_Provided text:_
-----

Furthermore, vowels' formants could be measured with
different techniques and at different points in time. A main difference is between static and dynamic approaches to formants'
measurements: the first centers on formants' values as extracted at vowels' midpoints, whereas the latter focuses on the
variation of F1 and F2 values through 5 to 7 timepoints during
vowels' durations [10].
Another perspective considers not only the single formant's variation, but the whole vowel space as created by all
the vowels pronounced by a speaker (or, at least, the cardinal
ones). Vowel space could be measured through Euclidean distances but also by using F1-F2 co-variation as cardinal points
on a Cartesian plane, mapping the movements of vowels in a
bi-dimensional space. As we will see, there are tools that help
in the visual representation of this variation, thus being a resource also for forensic purposes.

-----

_What this task involves:_ Rewrite the passage on vowel formants from "Furthermore, vowels' formants" to "vowels' durations [10].", using "onsets" in place of "midpoints".

-----

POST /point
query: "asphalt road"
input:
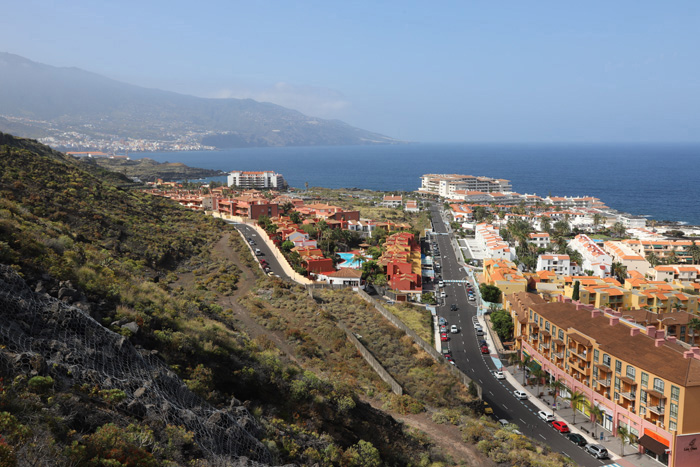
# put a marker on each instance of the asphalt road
(268, 255)
(468, 358)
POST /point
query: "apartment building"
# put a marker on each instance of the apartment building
(490, 241)
(540, 239)
(390, 201)
(640, 377)
(558, 264)
(446, 184)
(595, 259)
(678, 251)
(504, 275)
(258, 180)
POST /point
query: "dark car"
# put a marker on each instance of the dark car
(577, 439)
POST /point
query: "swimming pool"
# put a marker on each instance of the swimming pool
(348, 262)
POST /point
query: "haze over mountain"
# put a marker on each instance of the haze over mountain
(38, 100)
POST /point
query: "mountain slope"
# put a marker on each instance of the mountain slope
(75, 100)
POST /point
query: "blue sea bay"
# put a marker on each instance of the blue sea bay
(658, 180)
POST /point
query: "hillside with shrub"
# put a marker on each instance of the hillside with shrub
(137, 332)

-----

_Task solution:_
Furthermore, vowels' formants could be measured with
different techniques and at different points in time. A main difference is between static and dynamic approaches to formants'
measurements: the first centers on formants' values as extracted at vowels' onsets, whereas the latter focuses on the
variation of F1 and F2 values through 5 to 7 timepoints during
vowels' durations [10].